(Entries excerpted from a collection)
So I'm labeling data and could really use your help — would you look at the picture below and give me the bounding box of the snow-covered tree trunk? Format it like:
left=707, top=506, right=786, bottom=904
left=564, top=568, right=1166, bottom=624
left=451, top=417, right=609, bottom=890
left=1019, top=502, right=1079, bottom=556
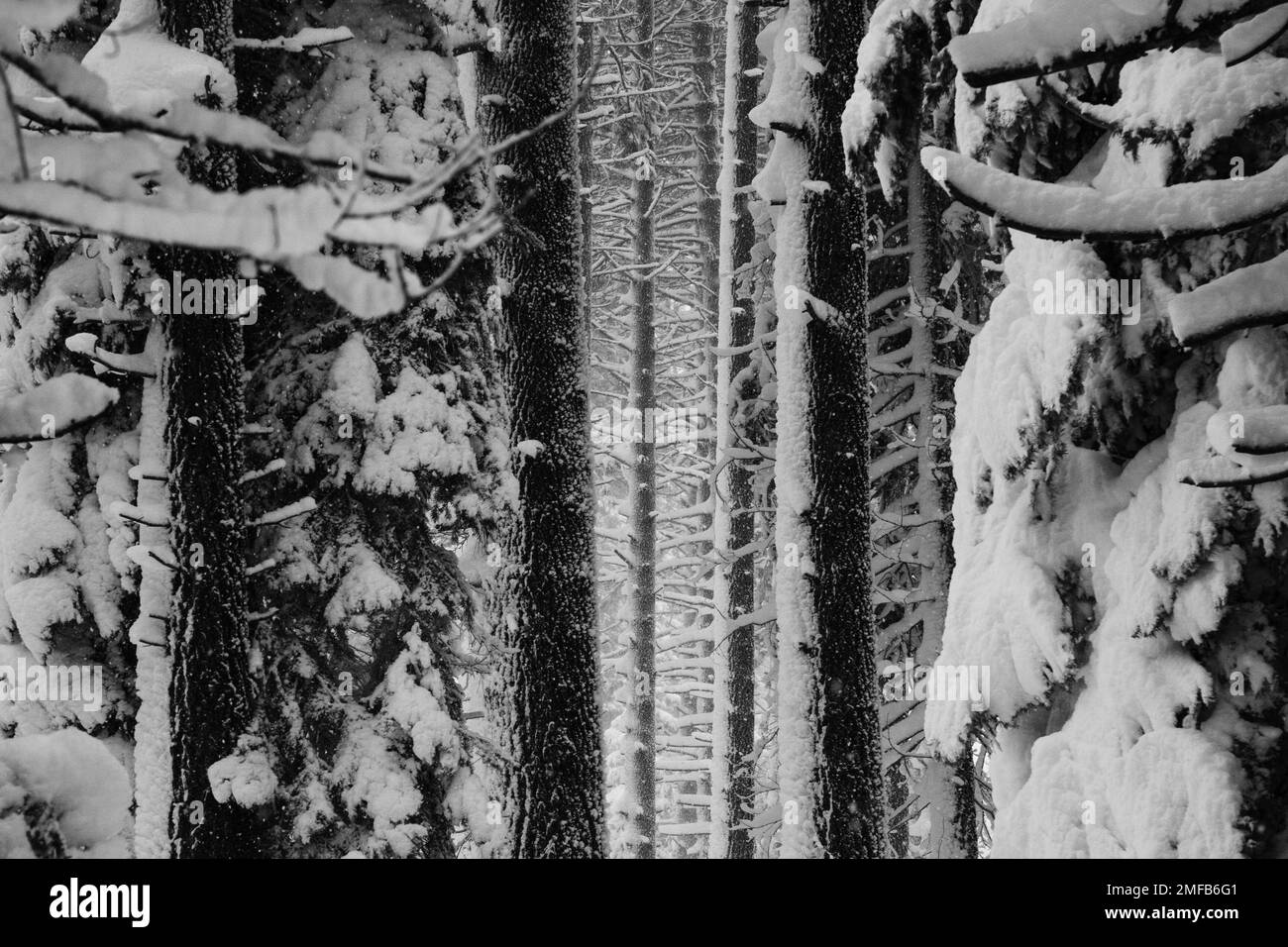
left=630, top=0, right=657, bottom=858
left=757, top=0, right=888, bottom=858
left=909, top=157, right=979, bottom=858
left=130, top=322, right=175, bottom=858
left=480, top=0, right=604, bottom=858
left=160, top=0, right=259, bottom=858
left=711, top=0, right=760, bottom=858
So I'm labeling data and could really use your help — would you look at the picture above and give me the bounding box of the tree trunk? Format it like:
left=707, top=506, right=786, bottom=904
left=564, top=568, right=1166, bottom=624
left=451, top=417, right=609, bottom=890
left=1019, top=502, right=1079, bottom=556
left=776, top=0, right=886, bottom=858
left=712, top=0, right=760, bottom=858
left=480, top=0, right=604, bottom=858
left=160, top=0, right=258, bottom=858
left=630, top=0, right=657, bottom=858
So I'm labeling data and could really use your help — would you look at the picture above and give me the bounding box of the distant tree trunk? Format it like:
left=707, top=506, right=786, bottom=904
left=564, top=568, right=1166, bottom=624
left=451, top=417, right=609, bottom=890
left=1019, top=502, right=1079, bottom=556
left=804, top=0, right=886, bottom=858
left=630, top=0, right=657, bottom=858
left=909, top=154, right=979, bottom=858
left=774, top=0, right=888, bottom=858
left=712, top=0, right=760, bottom=858
left=577, top=20, right=595, bottom=348
left=480, top=0, right=604, bottom=858
left=160, top=0, right=259, bottom=858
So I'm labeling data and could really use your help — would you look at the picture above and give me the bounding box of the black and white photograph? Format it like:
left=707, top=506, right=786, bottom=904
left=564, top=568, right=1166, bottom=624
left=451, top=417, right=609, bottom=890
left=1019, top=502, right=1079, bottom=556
left=0, top=0, right=1288, bottom=938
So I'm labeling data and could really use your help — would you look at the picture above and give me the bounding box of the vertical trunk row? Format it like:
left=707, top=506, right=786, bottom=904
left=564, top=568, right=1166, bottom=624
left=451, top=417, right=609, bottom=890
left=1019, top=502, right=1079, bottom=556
left=803, top=0, right=886, bottom=858
left=130, top=322, right=176, bottom=858
left=160, top=0, right=257, bottom=858
left=767, top=0, right=886, bottom=858
left=480, top=0, right=604, bottom=858
left=711, top=0, right=759, bottom=858
left=909, top=157, right=979, bottom=858
left=630, top=0, right=657, bottom=858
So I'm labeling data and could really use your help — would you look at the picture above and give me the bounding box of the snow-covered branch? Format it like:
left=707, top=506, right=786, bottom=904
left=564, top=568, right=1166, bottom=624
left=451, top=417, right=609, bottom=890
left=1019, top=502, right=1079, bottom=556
left=948, top=0, right=1284, bottom=87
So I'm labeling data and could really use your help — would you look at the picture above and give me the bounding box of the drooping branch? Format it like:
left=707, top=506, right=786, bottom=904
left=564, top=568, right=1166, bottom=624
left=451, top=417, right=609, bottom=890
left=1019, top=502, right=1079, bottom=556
left=921, top=147, right=1288, bottom=243
left=1167, top=253, right=1288, bottom=346
left=948, top=0, right=1285, bottom=87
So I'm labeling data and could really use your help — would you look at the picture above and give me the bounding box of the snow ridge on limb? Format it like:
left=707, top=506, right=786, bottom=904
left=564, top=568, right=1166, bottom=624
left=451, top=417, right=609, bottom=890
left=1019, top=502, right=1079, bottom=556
left=841, top=0, right=941, bottom=198
left=948, top=0, right=1284, bottom=87
left=1167, top=253, right=1288, bottom=346
left=1221, top=5, right=1288, bottom=65
left=921, top=147, right=1288, bottom=243
left=0, top=374, right=117, bottom=445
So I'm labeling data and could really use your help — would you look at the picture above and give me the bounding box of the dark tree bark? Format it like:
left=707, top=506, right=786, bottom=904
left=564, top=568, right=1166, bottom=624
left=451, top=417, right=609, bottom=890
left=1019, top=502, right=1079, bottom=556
left=804, top=0, right=886, bottom=858
left=480, top=0, right=604, bottom=858
left=630, top=0, right=657, bottom=858
left=156, top=0, right=259, bottom=858
left=716, top=0, right=760, bottom=858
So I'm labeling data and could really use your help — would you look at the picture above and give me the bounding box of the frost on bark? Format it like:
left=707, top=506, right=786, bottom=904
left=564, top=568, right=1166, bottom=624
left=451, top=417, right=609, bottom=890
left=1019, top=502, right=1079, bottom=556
left=711, top=0, right=760, bottom=858
left=480, top=0, right=604, bottom=858
left=158, top=0, right=258, bottom=858
left=630, top=0, right=657, bottom=858
left=757, top=0, right=886, bottom=858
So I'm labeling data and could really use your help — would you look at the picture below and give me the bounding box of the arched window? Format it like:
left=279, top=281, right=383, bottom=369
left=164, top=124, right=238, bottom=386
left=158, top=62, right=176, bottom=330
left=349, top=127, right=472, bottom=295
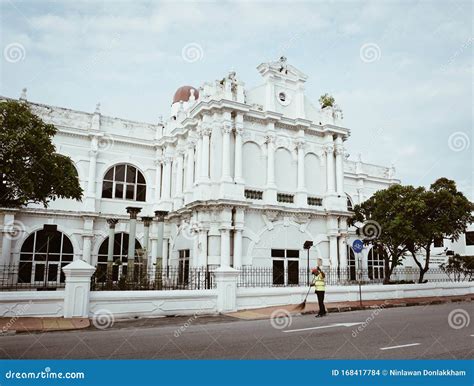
left=367, top=247, right=385, bottom=280
left=102, top=164, right=146, bottom=201
left=96, top=232, right=142, bottom=281
left=18, top=230, right=74, bottom=285
left=242, top=142, right=267, bottom=188
left=275, top=147, right=298, bottom=192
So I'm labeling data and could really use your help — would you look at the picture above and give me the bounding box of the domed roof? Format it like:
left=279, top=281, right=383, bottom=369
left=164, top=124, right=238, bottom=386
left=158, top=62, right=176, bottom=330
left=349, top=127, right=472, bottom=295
left=173, top=86, right=199, bottom=103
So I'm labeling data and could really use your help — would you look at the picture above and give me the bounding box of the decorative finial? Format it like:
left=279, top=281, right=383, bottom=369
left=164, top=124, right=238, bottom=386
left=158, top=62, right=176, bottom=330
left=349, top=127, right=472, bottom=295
left=20, top=87, right=28, bottom=101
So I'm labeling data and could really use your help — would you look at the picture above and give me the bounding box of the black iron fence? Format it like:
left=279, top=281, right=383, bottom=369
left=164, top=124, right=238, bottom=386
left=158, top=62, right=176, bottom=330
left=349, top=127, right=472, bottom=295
left=91, top=264, right=215, bottom=291
left=237, top=267, right=466, bottom=287
left=0, top=261, right=68, bottom=291
left=0, top=262, right=466, bottom=291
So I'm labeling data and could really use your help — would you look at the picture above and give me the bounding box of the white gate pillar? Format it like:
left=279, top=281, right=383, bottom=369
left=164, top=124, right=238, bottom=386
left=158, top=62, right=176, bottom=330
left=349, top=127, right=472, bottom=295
left=63, top=260, right=95, bottom=318
left=214, top=267, right=240, bottom=312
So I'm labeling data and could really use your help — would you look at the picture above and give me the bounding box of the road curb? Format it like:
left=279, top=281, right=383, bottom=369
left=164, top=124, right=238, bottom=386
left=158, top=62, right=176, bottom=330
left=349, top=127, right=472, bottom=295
left=299, top=297, right=468, bottom=315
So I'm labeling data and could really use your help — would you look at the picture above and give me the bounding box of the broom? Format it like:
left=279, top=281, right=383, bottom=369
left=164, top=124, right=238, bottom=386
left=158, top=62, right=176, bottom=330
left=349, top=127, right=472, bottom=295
left=295, top=286, right=311, bottom=311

#### Description of the task:
Write out again every line from the one that contains "of the domed" through the one that contains "left=214, top=267, right=240, bottom=312", with the requests and their format samples left unchanged. In the answers, rescale each bounding box coordinate by multiplying it by 2.05 and rounding to the nearest whole number, with halves rounded up.

#### Answer below:
So I'm labeling data and could really use your help — would you look at the picture above and give me the bounding box of the domed roof? Format it like:
left=279, top=281, right=383, bottom=369
left=164, top=124, right=238, bottom=386
left=158, top=62, right=176, bottom=330
left=349, top=127, right=472, bottom=295
left=355, top=176, right=408, bottom=211
So I'm labeling data and could really use your help — would you look at the picture above and give me the bounding box of the decorative finial? Format it like:
left=279, top=281, right=383, bottom=369
left=164, top=124, right=238, bottom=386
left=158, top=62, right=176, bottom=330
left=349, top=127, right=472, bottom=295
left=41, top=178, right=57, bottom=207
So I'm labeling data and could really use your help — would you look at the picture above and give me the bounding box of the black iron fence? Format it like:
left=279, top=281, right=383, bottom=369
left=164, top=124, right=238, bottom=386
left=158, top=62, right=176, bottom=330
left=349, top=127, right=472, bottom=295
left=187, top=541, right=441, bottom=597
left=486, top=547, right=955, bottom=588
left=0, top=535, right=139, bottom=597
left=0, top=537, right=955, bottom=597
So I'm labeling data and could really use your help — would you look at the picture above and give me the bounding box of the white gate pillar? Format it like:
left=279, top=281, right=383, bottom=369
left=164, top=124, right=238, bottom=386
left=158, top=62, right=176, bottom=330
left=349, top=127, right=472, bottom=295
left=129, top=533, right=195, bottom=652
left=439, top=547, right=492, bottom=640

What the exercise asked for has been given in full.